Document extract:
########################################

Anyway, back to the present... Issue 21. All curated projects. Zing favorite James Fuentes curated the cassette tape, a sound project by Jonas Mekas recorded at Andy Warhol's funeral mass at St. Patricks. I'm looking for a Walkman I can borrow to listen to it. Photographer and zing's ad director Grace Kim's photographs of the Explorers' Club gala at the Waldorf Astoria are creepy beautiful. So far my favorite thing in here is Gay Sex in the 70s, an amazing selection of Tom Bianchi's photos from the 70s. The reasons I'm obsessed with this moment in porny photography are all here: the colors, the appearance of body hair and normal looking muscles, the poses, the gestures, the suggestiveness rather than the completely explicit, the close crops, the playfulness. Also I like Lee Stoetzel's constructions of McMansions, Craig Rember's abstract photographs, and the photographs of pages from BLAB!, an annual comics anthology.

########################################

Dataset items:
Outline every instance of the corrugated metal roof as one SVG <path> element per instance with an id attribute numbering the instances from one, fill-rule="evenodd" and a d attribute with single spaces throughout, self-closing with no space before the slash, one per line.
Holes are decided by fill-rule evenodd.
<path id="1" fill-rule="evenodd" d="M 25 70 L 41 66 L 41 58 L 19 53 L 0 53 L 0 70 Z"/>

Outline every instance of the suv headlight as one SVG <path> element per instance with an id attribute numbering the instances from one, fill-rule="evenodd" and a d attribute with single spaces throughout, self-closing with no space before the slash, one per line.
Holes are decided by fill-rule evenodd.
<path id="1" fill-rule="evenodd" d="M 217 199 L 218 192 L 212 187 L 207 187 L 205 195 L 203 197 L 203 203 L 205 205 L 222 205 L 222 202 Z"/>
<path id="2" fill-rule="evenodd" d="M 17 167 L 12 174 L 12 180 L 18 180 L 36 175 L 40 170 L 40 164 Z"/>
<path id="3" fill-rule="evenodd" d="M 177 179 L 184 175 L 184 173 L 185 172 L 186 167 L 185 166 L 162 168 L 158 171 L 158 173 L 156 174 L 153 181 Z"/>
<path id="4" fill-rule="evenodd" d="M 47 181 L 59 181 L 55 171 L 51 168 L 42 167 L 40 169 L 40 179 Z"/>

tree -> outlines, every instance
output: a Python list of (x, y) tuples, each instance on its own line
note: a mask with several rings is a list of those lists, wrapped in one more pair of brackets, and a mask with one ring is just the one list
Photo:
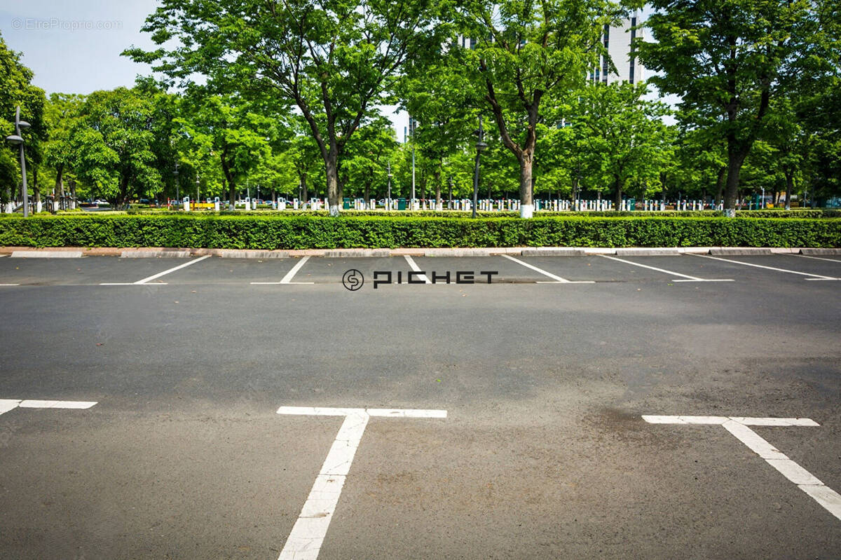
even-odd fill
[(661, 92), (684, 114), (711, 123), (727, 142), (724, 197), (735, 215), (739, 172), (768, 124), (774, 99), (798, 73), (834, 71), (837, 18), (825, 0), (653, 0), (646, 24), (656, 42), (637, 45)]
[(541, 104), (584, 85), (607, 55), (601, 34), (619, 13), (606, 0), (473, 0), (460, 8), (462, 32), (475, 40), (465, 73), (484, 91), (502, 143), (519, 163), (521, 217), (534, 209)]
[(581, 90), (573, 129), (602, 180), (613, 190), (614, 209), (632, 179), (654, 179), (671, 158), (672, 131), (661, 120), (666, 105), (643, 99), (644, 83), (596, 83)]
[(44, 146), (44, 159), (56, 173), (53, 193), (64, 195), (64, 176), (73, 163), (71, 131), (76, 126), (84, 97), (67, 93), (50, 93), (45, 108), (47, 140)]
[(71, 129), (71, 166), (77, 175), (117, 208), (143, 189), (154, 189), (156, 167), (154, 99), (125, 87), (93, 92), (79, 108)]
[[(0, 34), (0, 192), (3, 200), (8, 200), (12, 188), (19, 184), (21, 177), (19, 148), (5, 141), (14, 134), (14, 115), (20, 107), (21, 119), (32, 127), (24, 134), (26, 156), (34, 161), (40, 158), (40, 144), (46, 137), (44, 119), (45, 98), (44, 91), (32, 85), (32, 71), (20, 61), (20, 53), (11, 50)], [(37, 187), (37, 181), (33, 186)]]
[(131, 49), (135, 61), (188, 81), (199, 73), (226, 87), (269, 90), (297, 105), (325, 165), (331, 215), (346, 143), (383, 97), (431, 27), (430, 3), (368, 0), (164, 0), (145, 31), (172, 50)]
[(221, 176), (233, 209), (240, 181), (271, 155), (277, 121), (241, 97), (214, 95), (201, 87), (188, 89), (179, 114), (182, 157)]
[(471, 138), (481, 98), (464, 76), (465, 52), (458, 43), (442, 42), (425, 54), (407, 61), (397, 92), (402, 107), (417, 123), (411, 142), (424, 163), (430, 164), (436, 209), (441, 210), (445, 161)]
[(371, 187), (382, 183), (388, 173), (387, 166), (391, 155), (397, 149), (394, 128), (385, 117), (380, 116), (365, 126), (348, 144), (347, 160), (343, 169), (346, 179), (361, 186), (361, 194), (366, 205), (371, 200)]

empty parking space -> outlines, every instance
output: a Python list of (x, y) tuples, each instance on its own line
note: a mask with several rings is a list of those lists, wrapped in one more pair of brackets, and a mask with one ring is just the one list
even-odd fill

########################################

To-do list:
• a. In the Issue 21 review, who curated the cassette tape of Jonas Mekas's recording?
• b. Continue the Issue 21 review from the point where it stops.

Expected answers:
• a. James Fuentes

• b.
Zingmagazine costs $20 and is available at a select few magazine and bookstores. For a list of places to buy zing, go here. Oh, and ps., on the accompanying CD the last song is that Colin Newman song "Alone" which you may recall from Silence of the Lambs. I also quite like the first song, "Brannocks Last Stand" by Serious Weapon.